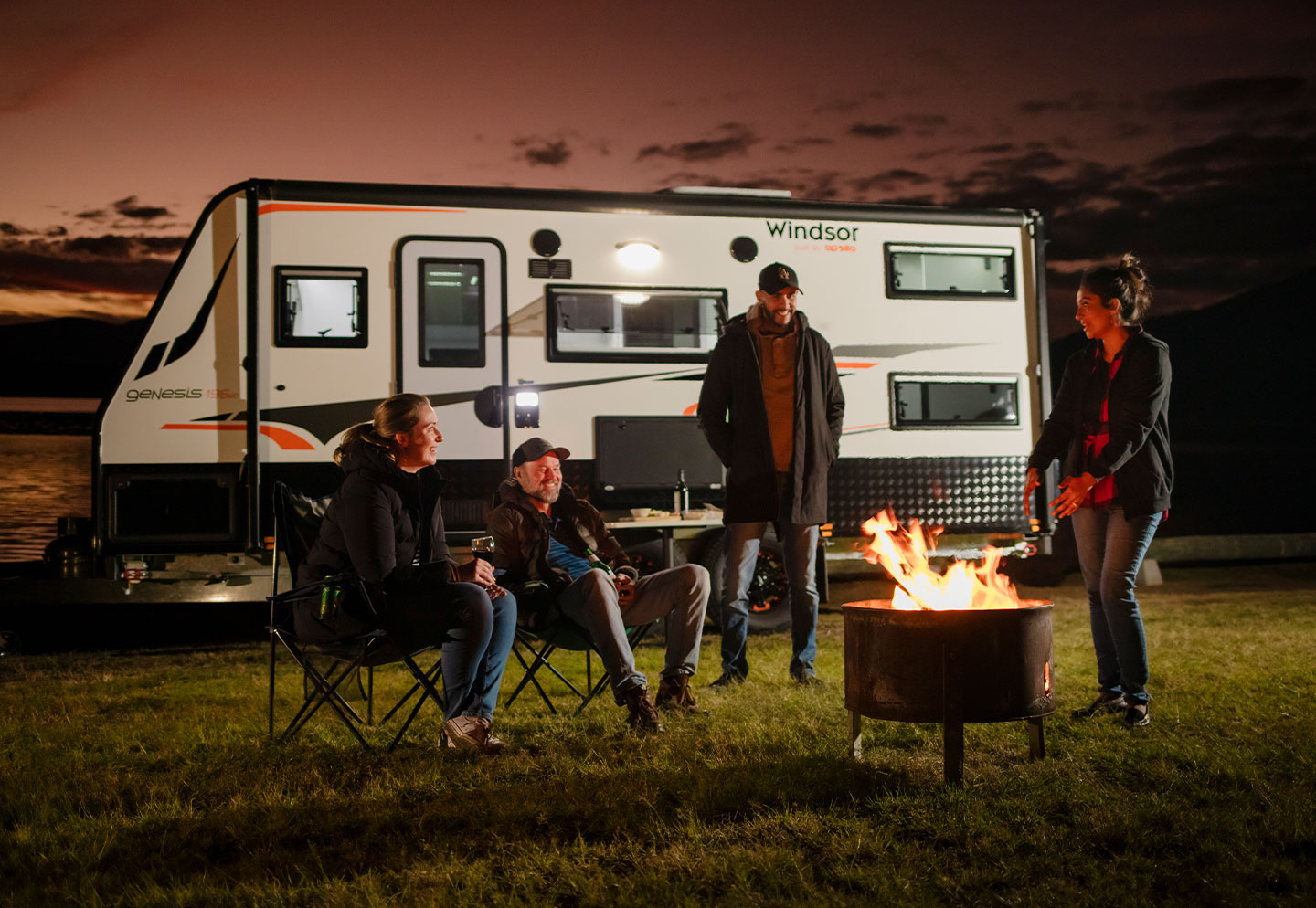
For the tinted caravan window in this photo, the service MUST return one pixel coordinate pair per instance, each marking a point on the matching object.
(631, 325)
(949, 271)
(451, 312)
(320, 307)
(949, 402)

_EXERCISE:_
Except for the pictures, please retype the listing above exactly.

_ANSWER SPACE:_
For the tinted caravan window in this photo, the service MUST return one pixel coordinate pair per instance, each marking a point on the matching object.
(631, 325)
(949, 271)
(451, 312)
(320, 307)
(949, 402)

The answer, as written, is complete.